**What is required:**
Line by line, return the material below exactly as it reads.
____
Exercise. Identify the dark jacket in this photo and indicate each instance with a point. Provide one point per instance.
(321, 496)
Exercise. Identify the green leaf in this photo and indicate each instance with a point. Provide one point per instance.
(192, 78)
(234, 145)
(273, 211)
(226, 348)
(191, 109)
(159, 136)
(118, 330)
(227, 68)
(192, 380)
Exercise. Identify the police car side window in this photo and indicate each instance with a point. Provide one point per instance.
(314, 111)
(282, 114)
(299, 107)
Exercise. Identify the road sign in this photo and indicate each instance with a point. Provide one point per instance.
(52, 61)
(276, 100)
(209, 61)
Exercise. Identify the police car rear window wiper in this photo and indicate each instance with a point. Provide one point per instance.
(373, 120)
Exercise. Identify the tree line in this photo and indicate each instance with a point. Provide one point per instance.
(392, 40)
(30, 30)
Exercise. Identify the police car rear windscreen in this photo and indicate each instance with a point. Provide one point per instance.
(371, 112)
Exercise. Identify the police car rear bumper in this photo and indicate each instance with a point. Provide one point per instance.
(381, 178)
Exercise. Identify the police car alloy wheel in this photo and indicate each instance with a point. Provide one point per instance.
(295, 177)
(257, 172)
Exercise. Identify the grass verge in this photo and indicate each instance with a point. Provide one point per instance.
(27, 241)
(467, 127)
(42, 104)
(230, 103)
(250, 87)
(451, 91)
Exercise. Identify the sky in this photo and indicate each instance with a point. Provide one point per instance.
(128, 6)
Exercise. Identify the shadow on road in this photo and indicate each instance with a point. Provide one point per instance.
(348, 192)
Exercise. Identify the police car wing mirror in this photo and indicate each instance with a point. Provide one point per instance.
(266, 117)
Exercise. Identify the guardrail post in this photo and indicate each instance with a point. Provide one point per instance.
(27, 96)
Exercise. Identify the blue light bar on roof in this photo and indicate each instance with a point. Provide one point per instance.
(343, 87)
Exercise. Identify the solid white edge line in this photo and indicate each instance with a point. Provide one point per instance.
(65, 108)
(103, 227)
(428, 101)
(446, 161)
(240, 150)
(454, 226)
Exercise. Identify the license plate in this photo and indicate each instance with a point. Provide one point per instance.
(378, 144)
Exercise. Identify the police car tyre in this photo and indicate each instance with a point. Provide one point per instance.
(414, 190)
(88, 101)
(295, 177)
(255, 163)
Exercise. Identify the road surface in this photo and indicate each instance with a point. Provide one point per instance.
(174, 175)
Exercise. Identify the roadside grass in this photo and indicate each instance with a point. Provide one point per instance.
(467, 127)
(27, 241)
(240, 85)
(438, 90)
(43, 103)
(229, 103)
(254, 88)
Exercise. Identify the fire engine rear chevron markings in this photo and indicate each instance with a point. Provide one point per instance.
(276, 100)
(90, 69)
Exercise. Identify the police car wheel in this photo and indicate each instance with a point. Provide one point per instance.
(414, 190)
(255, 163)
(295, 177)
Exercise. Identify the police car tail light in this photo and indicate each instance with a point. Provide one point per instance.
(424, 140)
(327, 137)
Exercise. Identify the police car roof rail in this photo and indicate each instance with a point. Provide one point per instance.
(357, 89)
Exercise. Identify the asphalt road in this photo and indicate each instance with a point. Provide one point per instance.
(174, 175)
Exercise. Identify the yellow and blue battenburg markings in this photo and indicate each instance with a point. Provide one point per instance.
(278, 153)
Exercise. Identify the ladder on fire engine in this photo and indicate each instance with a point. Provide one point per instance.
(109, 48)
____
**Exercise output:**
Exercise. Identify the dark jacket in this photo and indicate each instance with a point. Provide one point per instance.
(321, 496)
Exercise. Identify the green leaf in this photo and indicate each instance with a point. Provide one point per instance.
(192, 78)
(234, 145)
(273, 211)
(226, 348)
(191, 109)
(159, 136)
(118, 330)
(227, 68)
(192, 380)
Exercise. Identify the police car side window in this photo and indicate each instance with a point. Provide one point per instance.
(314, 111)
(282, 114)
(299, 107)
Exercise. Identify the road sign in this photo and indicate each instance with a point. Provide one point per instance.
(52, 61)
(276, 100)
(209, 61)
Exercise. Identify the police car rear window wiper in this photo and indicate each instance with a point. Provide one point per instance.
(373, 120)
Exercise. Identify the tree line in this photo and indicate each instance with a point. Provide one point per instance.
(392, 40)
(30, 30)
Exercise. Identify the police car rear windscreen in this photo and indicate each instance with a point. Provide one point per instance.
(371, 112)
Exercise. Identify the police car rear bumper in this photo and indicate each instance with a point. Provide one point per instance.
(381, 178)
Exercise. Identify the police car alloy wheel in this photo and indicate each instance with a point. Provide one point per instance.
(295, 177)
(257, 172)
Exercise. Identify the grass verge in this photo and indicate each instance with a point. Provide one point per instance.
(27, 241)
(467, 127)
(42, 104)
(230, 103)
(250, 87)
(451, 91)
Exercise. Identify the sky in this photo and indicate each instance with a point. Provide one point per instance.
(128, 6)
Exercise. Identify the shadow on road in this photo and indicate each instance with a point. Provide one point per instance.
(348, 192)
Exercise. Identify the police car wing mirror in this photo and indicate each instance with a point. Provide one point per instance.
(266, 117)
Exercise. Identify the guardrail post in this photo and indicate each instance with a point. Provide one point per instance.
(27, 96)
Exercise. Identify the blue light bar on roof in this photo and indicate each instance with a point. Provide one point per instance.
(343, 87)
Exercise. Identify the solid white edge line in this photo and indicate each instance with a point. Provide one point per instance.
(65, 108)
(103, 227)
(428, 101)
(446, 161)
(240, 150)
(454, 226)
Exercise. Identify the license plate in this photo and indicate each instance with a point. Provide one point per instance.
(378, 144)
Exercise. Identify the police car tyre in this photo and indicate each instance with a point. Provide one point per instance.
(414, 190)
(88, 101)
(295, 177)
(255, 163)
Exercise. Identify the road surface in this photo and indicate each instance with a point. Provide one point per instance.
(174, 175)
Exercise. Identify the roadside grass in this photo and indicate each instance with a point. Provide one point per instance.
(467, 127)
(27, 241)
(240, 85)
(438, 90)
(43, 103)
(229, 103)
(254, 88)
Exercise. Identify the fire engine rear chevron markings in this photo and indicate each instance with a point. Provide one point per instance.
(276, 100)
(90, 69)
Exercise. Identify the police car wheel in this photo and indicate each instance with a point. Provide one point per instance.
(414, 190)
(255, 163)
(295, 177)
Exercise. Identify the police car tail light in this photo and indicate each instance with a point. Provide one point per instance.
(424, 140)
(327, 137)
Exercise. Identify the police car roof rail in this photo and indicate each instance with a point. Provide one point per instance.
(357, 89)
Exercise. Identify the asphalt road in this photo and indicate each instance with a point. Provide one point per instance.
(174, 175)
Exercise. Identify the yellow and blue battenburg markings in this photo and indicate each instance with a point. Provide one point per instance.
(278, 153)
Exercise. Identify the ladder on fire engine in this photo and indicate each instance with a point. Provide one point per instance.
(109, 48)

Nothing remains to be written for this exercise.